START Material supplied
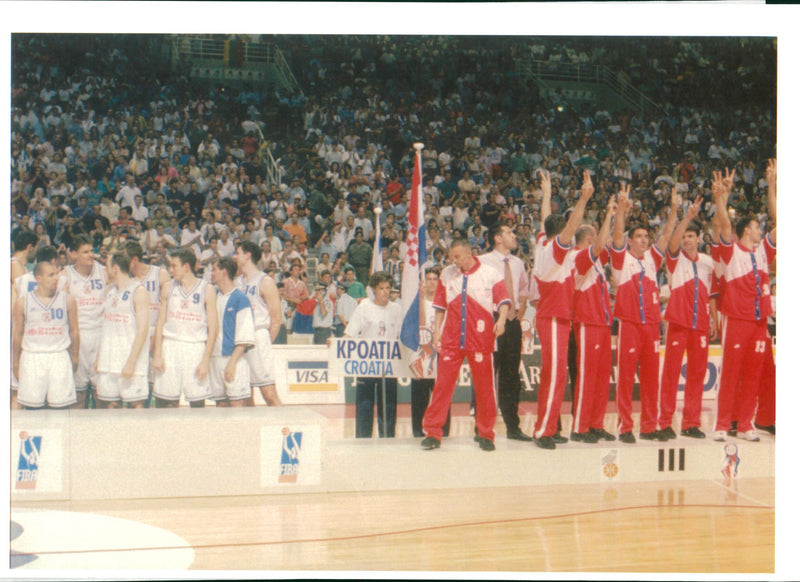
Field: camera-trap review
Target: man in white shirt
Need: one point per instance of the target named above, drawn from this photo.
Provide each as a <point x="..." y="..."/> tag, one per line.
<point x="376" y="318"/>
<point x="139" y="211"/>
<point x="127" y="194"/>
<point x="509" y="345"/>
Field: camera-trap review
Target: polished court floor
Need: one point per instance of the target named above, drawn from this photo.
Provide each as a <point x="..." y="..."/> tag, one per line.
<point x="692" y="526"/>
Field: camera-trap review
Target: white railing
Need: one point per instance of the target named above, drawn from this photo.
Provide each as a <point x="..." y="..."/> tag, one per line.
<point x="582" y="73"/>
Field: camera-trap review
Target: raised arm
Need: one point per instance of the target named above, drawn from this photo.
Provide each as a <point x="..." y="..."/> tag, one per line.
END Material supplied
Exercise description:
Set down exactly the lines from the one that contains "Target: polished court floor" to the final line above, both included, and nothing more.

Task solution:
Target: polished court floor
Need: one point per instance of the target named above, drawn from this photo.
Provide each as a <point x="..." y="..."/> tag, one per line.
<point x="692" y="526"/>
Field: camera-trap review
Target: white railing
Need: one point per instance of the target named above, drawn from this photo.
Provide each as a <point x="..." y="..."/> tag, one per line.
<point x="582" y="73"/>
Field: camera-trap review
Target: raised arm
Need: one point per instance of the target named above, drawn from this photo.
Provide each as a <point x="..." y="..."/> tag, one per line.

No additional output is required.